* **Required task**:
Answer these from the boost converter thread below, one line each:
(a) In CCM, what does the inductor current never do?
(b) What does more load current mean for the operating frequency?
(c) In continuous mode, what does the partially full bucket stand for?

# START OF Excerpted text

Does output voltage of a boost converter depend on load current in CCM?

With a boost converter you need to transfer energy to the load by charging an inductor with energy and then releasing that stored energy. In CCM, inductor current never falls to zero so the energy transferred is dependant on the peak current and the min current.

What the current peaks at during charging represents the maximum inductor stored energy and, what the current drops to (during load replenishment) represents the energy left in the inductor just as the cycle repeats.

The difference in energy is what is "given" to the load.

For a fixed value inductor and input power supply voltage, the rate at which current linearly rises (di/dt) is constant and depends entirely on V = L di/dt, that well-known formula. I'm assuming perfect lossless components of course!

So, Imax, for a given operating frequency will always end-up at some fixed-value above Iaverage and, Imin will be the same fixed-value below Iaverage. We could call that fixed value Ipeak.

So, energy given to the load, W is: -

\$\dfrac{L}{2}[I_{MAX}^2-I_{MIN}^2]\$

Re-arranging using \$I_A\$ and \$I_P\$

W = \$\dfrac{L}{2}[(I_A+I_P)^2-(I_A-I_P)^2]\$

where \$I_A\$ is average current and \$I_P\$ is the peak above (or below) \$I_A\$. You also might be able to get to this formula (hopefully): -

W = \$2L\cdot I_A\cdot I_P\$

This means that both the average current and the peak current determines the energy transfered to the load. But, for a given input supply voltage, operating frequency, duty cycle and inductor value you cannot control \$I_P\$.

So, if the load resistance increases in value BUT you wanted to keep the average output voltage the same, the only option (other than D) is to increase operating frequency to reduce the peak current attained by the inductor during charging. This of course reduces average current gradually over a few cycles and what you find, in some controllers, is that the average current becomes lower and the frequency slews back to the original value.

More load current means lower frequency, less load current means higher frequency.

At the end of the day, I believe you still need a "clever" controller (to alter frequency) so I'm not sure that this question and the optional answers have much bearing on the practical world.

That's the way I see it anyway. Good (but flawed) question!!


The answer is: it all depends. Here is an easy way to determine everything. We will assume perfection (no resistive or diode switching losses).

When you close the switch, it is easy to calculate the amount of current increase in the inductor. Because V = L di/dt then di/dt = V/L. di/dt is in amperes/second (dt is the amount of time the switch is open each cycle). Similarly, assuming the output is a stable voltage, you can calculate the current decrease when you close the switch in the same manner, except this time the voltage is (Vin - Vout), and the time is the "off" time.

So the rules are: the current increase has to equal the current decrease, so input voltage, output load, and duty cycle all affect the output voltage at the point the load changes. Consider that in discontinuous mode we are closing the switch and filling a bucket with energy, then opening the switch and pouring it all out into the load. However, in continuous mode, we are filling up the bucket when the switch closes, then pouring out only a portion of it. In continuous mode, there is always a partially full bucket (a partially charged inductor.)

To increase the load current, the switch will have to stay closed longer, so that the bucket will rise to a new level. Once this occurs, the duty cycle will return to the original steady state value regardless of the load.

So in answer to your two questions:

Question 1. Opinion 1 is correct if you are considering the steady state condition with a theoretical device; Opinion 2 is correct during startup, varying load, varying input voltage, and the effects of losses.

# END OF Excerpted text
# START OF Given information

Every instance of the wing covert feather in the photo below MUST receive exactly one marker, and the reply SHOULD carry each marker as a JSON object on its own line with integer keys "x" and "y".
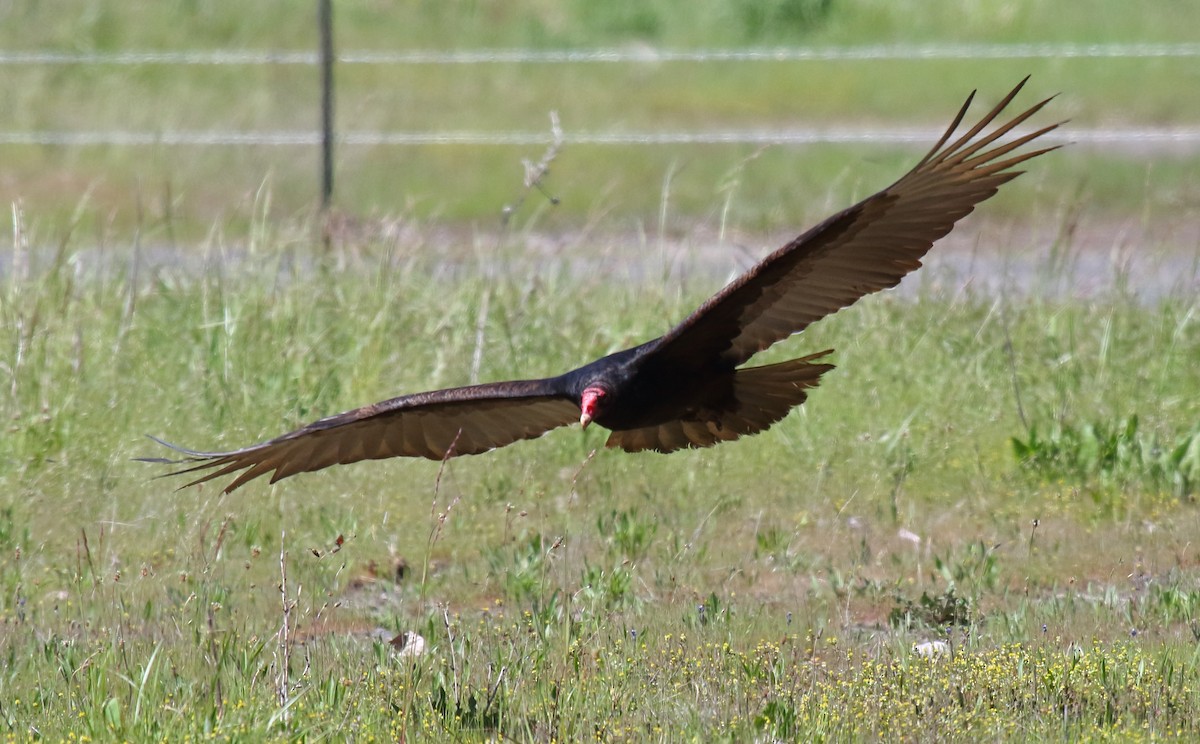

# END OF Given information

* **Solution to this problem**:
(a) It never falls to zero.
(b) A lower frequency.
(c) A partially charged inductor.